### Exercise
Could you convert the listing below into a two-column CSV with the headers "request" and "answer" and one row per request? Put each request's text and its answer in their own quoted fields, with line breaks replaced by spaces.

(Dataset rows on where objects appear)
Begin
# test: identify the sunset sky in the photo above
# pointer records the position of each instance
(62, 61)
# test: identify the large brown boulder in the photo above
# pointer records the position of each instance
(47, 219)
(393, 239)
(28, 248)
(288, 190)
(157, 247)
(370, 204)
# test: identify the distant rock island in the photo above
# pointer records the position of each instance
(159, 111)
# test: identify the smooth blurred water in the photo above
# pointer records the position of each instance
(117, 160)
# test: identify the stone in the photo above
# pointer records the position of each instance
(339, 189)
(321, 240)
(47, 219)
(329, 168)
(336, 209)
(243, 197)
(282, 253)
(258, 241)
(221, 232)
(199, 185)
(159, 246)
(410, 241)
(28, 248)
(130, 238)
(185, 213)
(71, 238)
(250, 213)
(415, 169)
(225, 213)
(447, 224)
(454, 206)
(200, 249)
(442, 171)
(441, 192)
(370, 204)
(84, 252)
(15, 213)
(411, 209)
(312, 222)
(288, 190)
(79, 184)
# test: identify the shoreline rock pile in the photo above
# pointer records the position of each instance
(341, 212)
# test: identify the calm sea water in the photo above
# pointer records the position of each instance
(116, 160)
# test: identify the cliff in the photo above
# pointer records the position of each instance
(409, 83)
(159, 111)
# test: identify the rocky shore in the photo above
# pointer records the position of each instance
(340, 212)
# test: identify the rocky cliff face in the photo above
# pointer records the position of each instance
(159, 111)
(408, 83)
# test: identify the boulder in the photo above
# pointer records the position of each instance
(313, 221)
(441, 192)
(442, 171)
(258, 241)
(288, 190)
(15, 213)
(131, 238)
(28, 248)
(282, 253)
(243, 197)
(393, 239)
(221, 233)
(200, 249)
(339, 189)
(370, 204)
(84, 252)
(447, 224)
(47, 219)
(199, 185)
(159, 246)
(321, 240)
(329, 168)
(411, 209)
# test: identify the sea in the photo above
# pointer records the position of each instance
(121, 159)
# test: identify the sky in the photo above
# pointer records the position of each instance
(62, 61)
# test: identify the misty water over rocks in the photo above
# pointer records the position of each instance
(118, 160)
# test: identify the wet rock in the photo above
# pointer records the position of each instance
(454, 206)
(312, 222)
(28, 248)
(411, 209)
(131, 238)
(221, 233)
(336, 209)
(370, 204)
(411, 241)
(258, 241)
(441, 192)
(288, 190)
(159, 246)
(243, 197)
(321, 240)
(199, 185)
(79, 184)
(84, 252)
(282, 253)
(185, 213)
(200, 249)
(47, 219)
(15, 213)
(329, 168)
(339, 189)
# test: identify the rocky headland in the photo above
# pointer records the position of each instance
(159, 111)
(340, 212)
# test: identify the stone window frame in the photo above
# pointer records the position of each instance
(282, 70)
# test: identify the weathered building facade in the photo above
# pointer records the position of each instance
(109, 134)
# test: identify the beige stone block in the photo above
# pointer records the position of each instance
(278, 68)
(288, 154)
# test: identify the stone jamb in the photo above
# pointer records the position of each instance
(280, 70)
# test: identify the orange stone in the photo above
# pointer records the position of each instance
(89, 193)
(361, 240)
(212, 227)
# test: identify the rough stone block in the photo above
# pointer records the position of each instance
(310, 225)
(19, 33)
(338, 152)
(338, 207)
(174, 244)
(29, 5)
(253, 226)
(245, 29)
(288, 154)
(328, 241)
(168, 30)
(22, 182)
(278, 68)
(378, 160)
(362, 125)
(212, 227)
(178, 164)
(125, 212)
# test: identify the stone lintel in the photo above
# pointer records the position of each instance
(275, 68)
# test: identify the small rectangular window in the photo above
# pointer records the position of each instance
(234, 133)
End
### Solution below
request,answer
"# test: identify the sunset sky in the photo above # pointer records the position of each instance","(62, 61)"
"# test: identify the large brown boulder in the photo above # pointer records the position of each instance","(47, 219) (393, 239) (28, 248) (288, 190) (157, 247) (370, 204)"
"# test: identify the distant rock island in the photo above # pointer records the position of each instance","(159, 111)"
"# test: identify the smooth blurred water in the photo above # pointer records the position of each instance","(117, 160)"
"# test: identify the stone in the photo above # pointer records the position of each instance","(339, 189) (321, 240) (47, 219) (329, 168) (336, 209) (243, 197) (282, 253) (258, 241) (221, 232) (199, 185) (159, 246) (410, 241) (28, 248) (130, 238) (185, 213) (71, 238) (250, 213) (415, 169) (225, 213) (447, 224) (454, 206) (200, 249) (442, 171) (441, 192) (370, 204) (84, 252) (15, 213) (411, 209) (312, 222) (288, 190) (79, 184)"
"# test: identify the shoreline rock pile in the photo above # pointer records the position of each instance","(341, 212)"
"# test: identify the calm sea water in the photo above # pointer records the position of each instance","(116, 160)"
"# test: identify the cliff in the photo above # pointer records the position of each instance","(409, 83) (159, 111)"
"# test: identify the rocky shore in the photo above # pointer records the position of each instance","(340, 212)"
"# test: identify the rocky cliff face in the photo above # pointer records the position of each instance","(159, 111) (408, 83)"
"# test: identify the boulder in the photo above # pointer records the position of each instance","(313, 221) (441, 192) (442, 171) (258, 241) (288, 190) (15, 213) (131, 238) (28, 248) (282, 253) (243, 197) (393, 239) (221, 233) (200, 249) (339, 189) (370, 204) (84, 252) (447, 224) (47, 219) (199, 185) (159, 246) (321, 240) (329, 168) (411, 209)"
"# test: identify the sea in the photo above # pointer records the position of each instance","(121, 159)"
"# test: identify the sky in the photo above # pointer records the position of each instance","(62, 61)"
"# test: identify the misty water over rocks in the photo above # pointer records the position of each instance","(118, 160)"
"# test: identify the wet rock in the photo above # pointer records the position of each instance","(454, 206) (312, 222) (28, 248) (411, 209) (131, 238) (221, 233) (336, 209) (370, 204) (411, 241) (258, 241) (441, 192) (288, 190) (159, 246) (243, 197) (321, 240) (199, 185) (79, 184) (84, 252) (282, 253) (185, 213) (200, 249) (47, 219) (15, 213) (329, 168) (339, 189)"
"# test: identify the rocky headland in the photo above # pointer records the position of each instance","(159, 111) (340, 212)"
"# test: identify the stone window frame in the photo above # pointer records the position of each instance","(282, 70)"
"# test: identify the weathered building facade in the photo above # pointer records the position of each instance","(109, 134)"
"# test: identify the beige stone block in the photo above # pointer records the position of each instance","(278, 68) (288, 154)"
"# test: identify the stone jamb in the photo above # pointer records the position of each instance","(280, 70)"
"# test: identify the orange stone in the photo above # pointer records the position of each instance","(89, 193) (361, 240) (212, 227)"
"# test: identify the rough stone block in the photo above # pointer records the position of each instance","(310, 225) (19, 33) (338, 152) (338, 207) (174, 244) (29, 5) (253, 226) (245, 29) (288, 154) (328, 241) (168, 30) (22, 182) (278, 68) (378, 160) (362, 125) (212, 227) (178, 164) (125, 212)"
"# test: identify the stone lintel in the photo above # pointer records the position of each instance","(275, 68)"
"# test: identify the small rectangular window in the photo above # pointer records the position of each instance","(234, 133)"